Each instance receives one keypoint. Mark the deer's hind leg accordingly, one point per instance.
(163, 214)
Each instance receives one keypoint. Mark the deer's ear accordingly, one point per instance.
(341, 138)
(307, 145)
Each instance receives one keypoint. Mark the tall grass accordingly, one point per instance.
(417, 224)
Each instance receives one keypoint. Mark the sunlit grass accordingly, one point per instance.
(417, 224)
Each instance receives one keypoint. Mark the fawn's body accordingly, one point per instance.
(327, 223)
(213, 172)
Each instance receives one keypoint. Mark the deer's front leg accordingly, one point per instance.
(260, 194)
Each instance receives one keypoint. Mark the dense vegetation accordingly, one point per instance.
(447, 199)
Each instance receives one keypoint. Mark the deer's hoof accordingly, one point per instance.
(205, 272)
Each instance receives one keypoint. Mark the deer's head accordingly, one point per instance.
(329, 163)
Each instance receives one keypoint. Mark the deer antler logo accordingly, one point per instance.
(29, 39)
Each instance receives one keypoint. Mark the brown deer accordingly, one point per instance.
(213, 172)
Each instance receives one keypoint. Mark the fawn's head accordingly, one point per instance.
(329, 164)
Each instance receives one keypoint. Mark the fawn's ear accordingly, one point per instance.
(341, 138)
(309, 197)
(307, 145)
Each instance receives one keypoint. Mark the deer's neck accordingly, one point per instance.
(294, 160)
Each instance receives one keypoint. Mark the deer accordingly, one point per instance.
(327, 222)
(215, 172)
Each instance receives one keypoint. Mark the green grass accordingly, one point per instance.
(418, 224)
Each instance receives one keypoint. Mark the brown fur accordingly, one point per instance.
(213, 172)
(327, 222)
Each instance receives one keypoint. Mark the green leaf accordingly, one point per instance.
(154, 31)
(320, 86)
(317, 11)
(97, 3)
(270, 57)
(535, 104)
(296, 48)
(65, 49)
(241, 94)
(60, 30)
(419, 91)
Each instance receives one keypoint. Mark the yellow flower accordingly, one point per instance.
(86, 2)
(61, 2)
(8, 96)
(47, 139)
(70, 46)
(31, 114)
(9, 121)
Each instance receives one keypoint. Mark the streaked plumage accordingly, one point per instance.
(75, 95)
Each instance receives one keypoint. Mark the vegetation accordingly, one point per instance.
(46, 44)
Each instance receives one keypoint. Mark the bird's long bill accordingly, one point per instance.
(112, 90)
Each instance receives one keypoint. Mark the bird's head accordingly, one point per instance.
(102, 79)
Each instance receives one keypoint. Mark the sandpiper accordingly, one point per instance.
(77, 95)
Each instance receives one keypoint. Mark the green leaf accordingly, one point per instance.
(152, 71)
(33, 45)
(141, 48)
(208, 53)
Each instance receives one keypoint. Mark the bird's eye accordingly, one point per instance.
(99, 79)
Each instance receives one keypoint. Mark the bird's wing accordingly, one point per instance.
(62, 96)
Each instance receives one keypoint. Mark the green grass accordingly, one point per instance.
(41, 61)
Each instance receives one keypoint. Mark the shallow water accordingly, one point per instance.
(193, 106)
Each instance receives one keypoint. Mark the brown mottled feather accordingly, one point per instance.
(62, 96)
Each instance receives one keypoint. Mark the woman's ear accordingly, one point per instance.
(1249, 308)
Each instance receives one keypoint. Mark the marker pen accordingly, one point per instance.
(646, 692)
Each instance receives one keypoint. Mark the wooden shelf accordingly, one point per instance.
____
_Problem to solve_
The full listing has to be duplicated exactly.

_Exercise solution_
Each instance receives one keypoint. Mark the deer's hind leg accordingly, one point per instance.
(163, 214)
Each instance receives one keypoint. Mark the deer's ear accordingly, one point per instance.
(341, 138)
(307, 145)
Each instance receives one keypoint. Mark the tall grass accordingly, one point per instance.
(417, 224)
Each instance receives one keypoint. Mark the sunlit grass accordingly, one point per instance.
(417, 224)
Each instance receives one keypoint. Mark the fawn's body accordingly, one point per instance.
(327, 223)
(213, 172)
Each instance receives one keypoint. Mark the deer's front leg accordingly, one point per instance.
(260, 194)
Each instance receives one keypoint. Mark the dense vegetation accordingly, one point per instance.
(447, 199)
Each instance receives one keypoint. Mark the deer's hoof accordingly, one point per instance.
(205, 272)
Each instance receives one keypoint. Mark the deer's head accordingly, one point per instance.
(329, 163)
Each instance receives one keypoint. Mark the deer antler logo accordingly, one point per instance.
(29, 39)
Each instance receives one keypoint. Mark the brown deer accordingly, one point per instance.
(213, 172)
Each instance receives one keypoint. Mark the fawn's head accordingly, one point per instance.
(329, 164)
Each instance receives one keypoint. Mark the fawn's ear accordingly, one point per instance.
(341, 138)
(309, 197)
(307, 145)
Each instance receives one keypoint. Mark the deer's neck accordingly, one point per instance.
(294, 160)
Each instance receives one keypoint. Mark the deer accordingly, one point per instance.
(327, 222)
(215, 172)
Each instance receives one keypoint. Mark the green grass accordingly, one point per instance.
(418, 224)
Each instance receives one keypoint. Mark the brown fur accordingly, one point per instance.
(213, 172)
(327, 222)
Each instance receives one keypoint. Mark the green leaf accordingly, one point per instance.
(154, 31)
(320, 86)
(317, 11)
(97, 3)
(270, 57)
(535, 104)
(296, 48)
(65, 49)
(241, 94)
(60, 30)
(419, 91)
Each instance receives one keypoint. Mark the yellow flower accordingly, one point per instance.
(86, 2)
(61, 2)
(8, 96)
(47, 139)
(70, 46)
(31, 114)
(9, 121)
Each instance receives one keypoint. Mark the streaked plumage accordingly, one point per instance.
(75, 95)
Each instance receives one keypoint. Mark the vegetation accordingly, one point per instance.
(46, 44)
Each instance receives one keypoint. Mark the bird's long bill accordingly, one point per instance.
(112, 90)
Each instance receives one keypoint. Mark the bird's head accordingly, one point per instance.
(102, 79)
Each instance receives one keypoint. Mark the sandpiper accordingly, one point per instance.
(77, 95)
Each instance receives one keypoint. Mark the green leaf accordingly, one point per instance.
(152, 71)
(33, 45)
(141, 48)
(208, 53)
Each instance receives one keypoint. Mark the bird's eye accordingly, one point per instance.
(99, 79)
Each instance receives one keypoint. Mark the bird's wing accordingly, one point per instance.
(62, 96)
Each instance receives one keypoint. Mark the green grass accordingly, one point per instance.
(41, 61)
Each instance receives one keypoint. Mark the shallow water accordingly, one point per instance.
(193, 106)
Each instance receives one keypoint. Mark the brown mottled feather accordingly, one point per instance.
(62, 96)
Each instance receives one keypoint. Mark the woman's ear accordingly, one point per instance.
(1249, 308)
Each instance receives one keypoint. Mark the marker pen accordingly, one point per instance.
(646, 692)
Each instance receives one keypoint. Mark the wooden shelf accordingly, one point per instance.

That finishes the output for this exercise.